Dataset items:
'''
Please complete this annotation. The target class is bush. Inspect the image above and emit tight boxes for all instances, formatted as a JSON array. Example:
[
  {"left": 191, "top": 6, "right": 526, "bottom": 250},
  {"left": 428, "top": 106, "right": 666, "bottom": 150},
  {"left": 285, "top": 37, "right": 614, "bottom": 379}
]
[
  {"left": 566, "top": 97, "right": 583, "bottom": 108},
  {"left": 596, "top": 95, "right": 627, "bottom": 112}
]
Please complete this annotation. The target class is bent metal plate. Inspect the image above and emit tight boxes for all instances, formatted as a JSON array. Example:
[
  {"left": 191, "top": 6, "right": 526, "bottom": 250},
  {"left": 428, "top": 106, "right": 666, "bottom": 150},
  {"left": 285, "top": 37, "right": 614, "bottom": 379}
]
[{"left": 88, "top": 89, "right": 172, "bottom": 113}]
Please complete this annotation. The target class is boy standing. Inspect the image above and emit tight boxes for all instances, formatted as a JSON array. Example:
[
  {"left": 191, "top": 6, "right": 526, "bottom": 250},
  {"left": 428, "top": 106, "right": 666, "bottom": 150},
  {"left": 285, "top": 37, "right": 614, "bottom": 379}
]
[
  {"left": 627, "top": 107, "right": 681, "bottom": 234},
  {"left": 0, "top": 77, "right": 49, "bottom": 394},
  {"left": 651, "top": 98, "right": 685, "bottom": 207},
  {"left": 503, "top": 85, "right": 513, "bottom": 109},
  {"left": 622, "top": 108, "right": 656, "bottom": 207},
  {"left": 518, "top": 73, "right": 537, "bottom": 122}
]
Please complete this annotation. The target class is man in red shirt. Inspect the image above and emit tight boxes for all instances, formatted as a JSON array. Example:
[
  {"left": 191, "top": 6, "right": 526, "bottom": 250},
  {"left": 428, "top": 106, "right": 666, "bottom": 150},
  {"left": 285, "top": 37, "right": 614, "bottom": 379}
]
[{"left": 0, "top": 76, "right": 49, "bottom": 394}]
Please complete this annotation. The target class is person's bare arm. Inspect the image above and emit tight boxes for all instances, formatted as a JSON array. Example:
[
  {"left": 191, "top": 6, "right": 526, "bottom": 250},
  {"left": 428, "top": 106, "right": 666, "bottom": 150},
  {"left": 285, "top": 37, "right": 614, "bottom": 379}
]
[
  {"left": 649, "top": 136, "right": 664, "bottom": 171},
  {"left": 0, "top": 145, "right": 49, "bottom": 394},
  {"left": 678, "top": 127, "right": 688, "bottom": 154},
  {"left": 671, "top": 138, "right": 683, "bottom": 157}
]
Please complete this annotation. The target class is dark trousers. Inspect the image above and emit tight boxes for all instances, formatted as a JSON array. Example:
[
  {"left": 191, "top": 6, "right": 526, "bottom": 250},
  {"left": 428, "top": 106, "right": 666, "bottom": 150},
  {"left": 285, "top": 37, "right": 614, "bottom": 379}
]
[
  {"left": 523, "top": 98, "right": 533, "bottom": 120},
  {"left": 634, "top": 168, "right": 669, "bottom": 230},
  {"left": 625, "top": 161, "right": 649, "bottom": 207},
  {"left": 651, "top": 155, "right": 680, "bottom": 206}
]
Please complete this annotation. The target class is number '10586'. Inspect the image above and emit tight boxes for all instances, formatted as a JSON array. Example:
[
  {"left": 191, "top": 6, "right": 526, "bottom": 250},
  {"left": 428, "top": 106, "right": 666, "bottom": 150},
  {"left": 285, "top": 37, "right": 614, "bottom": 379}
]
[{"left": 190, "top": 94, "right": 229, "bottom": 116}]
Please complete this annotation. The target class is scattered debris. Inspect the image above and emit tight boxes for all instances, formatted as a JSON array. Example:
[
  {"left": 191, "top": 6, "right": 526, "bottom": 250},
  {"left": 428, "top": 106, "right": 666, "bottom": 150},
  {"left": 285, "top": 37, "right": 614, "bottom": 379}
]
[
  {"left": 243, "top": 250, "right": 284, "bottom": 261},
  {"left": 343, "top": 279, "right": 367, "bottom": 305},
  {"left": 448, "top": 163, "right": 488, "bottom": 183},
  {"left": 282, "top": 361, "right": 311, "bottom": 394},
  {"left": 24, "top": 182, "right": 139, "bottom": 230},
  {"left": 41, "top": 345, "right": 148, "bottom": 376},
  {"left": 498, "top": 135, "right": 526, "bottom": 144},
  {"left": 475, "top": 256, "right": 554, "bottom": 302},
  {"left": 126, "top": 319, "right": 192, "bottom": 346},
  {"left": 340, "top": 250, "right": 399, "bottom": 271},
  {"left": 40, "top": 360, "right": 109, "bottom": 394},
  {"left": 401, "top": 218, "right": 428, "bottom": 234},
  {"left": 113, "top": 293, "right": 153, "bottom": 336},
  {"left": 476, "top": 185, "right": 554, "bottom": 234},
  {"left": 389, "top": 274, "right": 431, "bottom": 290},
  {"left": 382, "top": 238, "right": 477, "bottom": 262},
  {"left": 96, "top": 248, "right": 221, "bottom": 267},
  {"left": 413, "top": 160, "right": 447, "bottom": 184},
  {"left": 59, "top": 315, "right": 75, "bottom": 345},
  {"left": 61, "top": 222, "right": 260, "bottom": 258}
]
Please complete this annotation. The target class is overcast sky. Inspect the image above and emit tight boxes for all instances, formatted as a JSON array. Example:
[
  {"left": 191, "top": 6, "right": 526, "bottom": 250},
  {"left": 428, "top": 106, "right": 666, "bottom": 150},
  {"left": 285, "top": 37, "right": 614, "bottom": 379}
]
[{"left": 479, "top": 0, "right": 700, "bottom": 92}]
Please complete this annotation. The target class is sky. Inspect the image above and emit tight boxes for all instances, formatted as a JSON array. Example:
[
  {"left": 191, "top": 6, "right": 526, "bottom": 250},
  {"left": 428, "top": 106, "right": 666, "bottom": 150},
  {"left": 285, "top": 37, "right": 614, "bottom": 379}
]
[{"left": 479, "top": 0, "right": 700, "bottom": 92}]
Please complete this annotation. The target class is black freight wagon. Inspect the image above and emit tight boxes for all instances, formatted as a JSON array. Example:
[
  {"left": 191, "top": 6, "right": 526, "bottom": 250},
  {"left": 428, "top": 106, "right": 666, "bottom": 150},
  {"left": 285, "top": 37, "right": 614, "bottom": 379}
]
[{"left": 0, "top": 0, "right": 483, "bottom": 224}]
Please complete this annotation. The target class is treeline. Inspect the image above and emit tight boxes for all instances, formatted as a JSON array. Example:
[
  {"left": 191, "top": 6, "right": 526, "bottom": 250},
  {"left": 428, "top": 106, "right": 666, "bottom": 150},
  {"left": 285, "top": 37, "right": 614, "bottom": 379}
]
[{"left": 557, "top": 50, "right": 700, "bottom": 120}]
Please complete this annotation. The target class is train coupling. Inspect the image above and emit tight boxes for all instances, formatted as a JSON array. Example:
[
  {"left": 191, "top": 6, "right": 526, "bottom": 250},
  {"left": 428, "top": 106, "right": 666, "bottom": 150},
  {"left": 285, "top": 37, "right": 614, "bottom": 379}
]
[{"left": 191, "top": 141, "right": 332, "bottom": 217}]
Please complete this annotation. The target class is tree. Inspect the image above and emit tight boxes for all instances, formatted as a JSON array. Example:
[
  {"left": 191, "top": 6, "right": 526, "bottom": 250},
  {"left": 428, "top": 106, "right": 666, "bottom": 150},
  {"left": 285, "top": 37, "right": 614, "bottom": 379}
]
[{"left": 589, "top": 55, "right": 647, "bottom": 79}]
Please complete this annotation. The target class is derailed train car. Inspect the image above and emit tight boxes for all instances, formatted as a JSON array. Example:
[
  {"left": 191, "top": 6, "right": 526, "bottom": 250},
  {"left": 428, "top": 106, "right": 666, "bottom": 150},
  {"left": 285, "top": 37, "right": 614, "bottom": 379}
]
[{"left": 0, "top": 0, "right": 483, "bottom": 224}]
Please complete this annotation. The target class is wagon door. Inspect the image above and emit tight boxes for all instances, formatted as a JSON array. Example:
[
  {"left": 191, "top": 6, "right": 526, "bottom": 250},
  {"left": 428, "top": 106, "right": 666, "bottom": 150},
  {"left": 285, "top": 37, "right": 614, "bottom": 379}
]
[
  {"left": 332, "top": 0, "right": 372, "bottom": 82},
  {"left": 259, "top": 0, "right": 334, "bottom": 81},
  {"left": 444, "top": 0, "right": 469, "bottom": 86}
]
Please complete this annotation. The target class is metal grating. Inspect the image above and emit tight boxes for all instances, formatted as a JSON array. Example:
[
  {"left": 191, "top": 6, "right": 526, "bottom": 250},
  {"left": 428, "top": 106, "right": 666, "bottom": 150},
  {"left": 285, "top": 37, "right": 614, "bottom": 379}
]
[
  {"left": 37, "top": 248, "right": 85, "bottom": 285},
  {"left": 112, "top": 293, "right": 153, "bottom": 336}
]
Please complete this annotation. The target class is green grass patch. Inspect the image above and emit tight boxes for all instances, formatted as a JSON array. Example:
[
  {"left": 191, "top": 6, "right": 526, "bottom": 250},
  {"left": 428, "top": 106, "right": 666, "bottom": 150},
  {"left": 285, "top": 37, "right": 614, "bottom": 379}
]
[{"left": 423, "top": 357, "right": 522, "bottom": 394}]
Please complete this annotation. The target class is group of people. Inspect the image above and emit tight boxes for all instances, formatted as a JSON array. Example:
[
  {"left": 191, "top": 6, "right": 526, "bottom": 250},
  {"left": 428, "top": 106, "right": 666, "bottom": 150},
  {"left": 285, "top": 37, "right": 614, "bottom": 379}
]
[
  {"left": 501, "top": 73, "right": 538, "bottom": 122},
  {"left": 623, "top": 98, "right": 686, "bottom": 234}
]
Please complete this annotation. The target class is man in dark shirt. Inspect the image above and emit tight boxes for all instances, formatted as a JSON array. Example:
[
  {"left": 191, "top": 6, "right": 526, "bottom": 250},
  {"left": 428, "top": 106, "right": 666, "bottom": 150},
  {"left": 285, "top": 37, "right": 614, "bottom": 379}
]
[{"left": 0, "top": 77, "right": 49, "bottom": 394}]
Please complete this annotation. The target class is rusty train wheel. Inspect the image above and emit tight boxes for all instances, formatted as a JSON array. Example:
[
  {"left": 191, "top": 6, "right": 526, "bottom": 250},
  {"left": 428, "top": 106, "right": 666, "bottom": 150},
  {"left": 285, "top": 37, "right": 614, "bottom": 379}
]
'''
Everything from the line that contains "Please complete this annotation. The target class is group" through the end of the records must be duplicated exactly, and nothing outside that range.

Please complete this annotation. The target class is group of people. Inspect the image above and emit tight boxes for all instances, formatted as a JSON array. Example:
[
  {"left": 191, "top": 6, "right": 526, "bottom": 250},
  {"left": 428, "top": 106, "right": 666, "bottom": 150},
  {"left": 285, "top": 37, "right": 614, "bottom": 379}
]
[
  {"left": 501, "top": 73, "right": 538, "bottom": 122},
  {"left": 623, "top": 98, "right": 686, "bottom": 234}
]
Please complete this annotation. The target class is man in dark shirt. Inspect the image above and emit tight boxes for all instances, formatted as a JSON array. Example:
[
  {"left": 191, "top": 6, "right": 526, "bottom": 250},
  {"left": 428, "top": 106, "right": 666, "bottom": 150},
  {"left": 285, "top": 37, "right": 614, "bottom": 379}
]
[{"left": 0, "top": 77, "right": 49, "bottom": 394}]
Please complete this annotation. The target class is rusty train wheel. Inspect the image above and emit tight boxes for all instances, formatted as a JSON array. Example:
[
  {"left": 191, "top": 6, "right": 526, "bottom": 250},
  {"left": 428, "top": 106, "right": 666, "bottom": 150},
  {"left": 285, "top": 37, "right": 614, "bottom": 379}
]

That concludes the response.